• _REQUIRED ACTIONS_
A) According to the post on small business marketing goals, what simpler tool can track goals as well as HubSpot's template?
B) From the post on small business marketing goals, transcribe the passage starting at "When it comes" and ending at "a whole GO!".

Ryan Anys | Freelance Copywriter

New Year’s Resolutions: Achieve your 2013 Small Business Marketing Goals in 5 Easy Steps

Achieving Your Small Business Marketing GoalsWell, 2012 has nearly expired, and a new year is upon us. And you know what that means, right?

IT’S NEW YEARS RESOLUTIONS TIME!!!

I don’t know about you, but in my humble opinion, making so-called “new year’s resolutions” is really just a romanticized way of defining you goals for the coming year. Speaking in terms of marketing, business and life in general, I’m a huge proponent of setting and pursing goals.

GOALS GET THINGS DONE!

It’s really as simple as that. I could expound at lengths on the many virtues, benefits and sheer importance of striving to achieve definite goals –if you hope to get anywhere with your business or life in general, setting goals is the key.
When it comes to marketing and growing your business, setting goals can often seem like a daunting task, one that sends many a small business owner running the hills. It’s easy to understand why: defining a definite goal sets you up for potential failure. But, as outlined above, identifying and striving to attain definite goals is a powerful force that really makes your marketing program and your business as a whole GO!
So, how can you effectively balance your fear of failure with your need for forward progress?
In short: establishing a definitive goal driven strategy. A prime example of a definitive goal driven strategy is one which includes goals that are:

  • Concrete
  • Productive & Positive
  • Reasonable, Realistic & Achievable
  • Measurable
  • Monitored with Accountability

Our friends over at HubSpot offers a great SMART Goals (their acronym) template, but really a basic Excel spreadsheet can handle the job: just write your goals in the first column on the left (with a brief description for each), and track your monthly progress in the columns moving to the right.
The real trick to this process, however, is…

Designing a Definitive Goal Driven Strategy

And that’s where the five elements described above come into play, so let’s explore these directives and find out how this strategy works:

Concrete

Your goals, they should be easily definable – identifying x number of new leads in the next year, bringing y number of new clients in the next year, earning z amount of income in the next year, i.e. Concrete.

• _LISTED RECORDS_
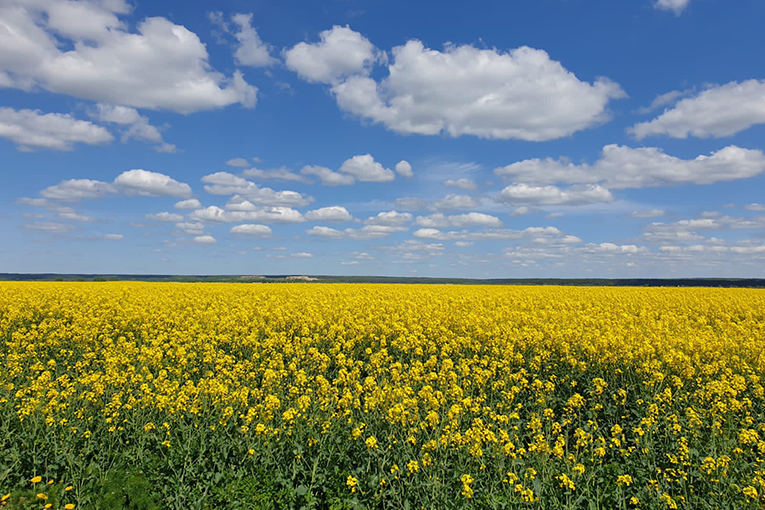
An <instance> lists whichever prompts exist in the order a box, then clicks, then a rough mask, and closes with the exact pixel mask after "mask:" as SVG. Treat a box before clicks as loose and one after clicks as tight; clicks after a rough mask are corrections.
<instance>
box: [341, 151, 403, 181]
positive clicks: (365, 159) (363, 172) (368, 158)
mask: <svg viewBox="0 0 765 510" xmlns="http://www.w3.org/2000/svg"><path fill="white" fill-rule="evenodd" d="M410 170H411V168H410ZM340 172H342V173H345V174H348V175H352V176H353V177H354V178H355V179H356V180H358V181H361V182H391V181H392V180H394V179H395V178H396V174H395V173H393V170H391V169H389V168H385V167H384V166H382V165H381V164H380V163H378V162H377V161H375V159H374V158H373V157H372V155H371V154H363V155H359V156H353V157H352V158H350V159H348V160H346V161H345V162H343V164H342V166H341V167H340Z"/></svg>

• _EXPECTED RESULTS_
A) A basic Excel spreadsheet.

B)
When it comes to marketing and growing your business, setting goals can often seem like a daunting task, one that sends many a small business owner running the hills. It’s easy to understand why: defining a definite goal sets you up for potential failure. But, as outlined above, identifying and striving to attain definite goals is a powerful force that really makes your marketing program and your business as a whole GO!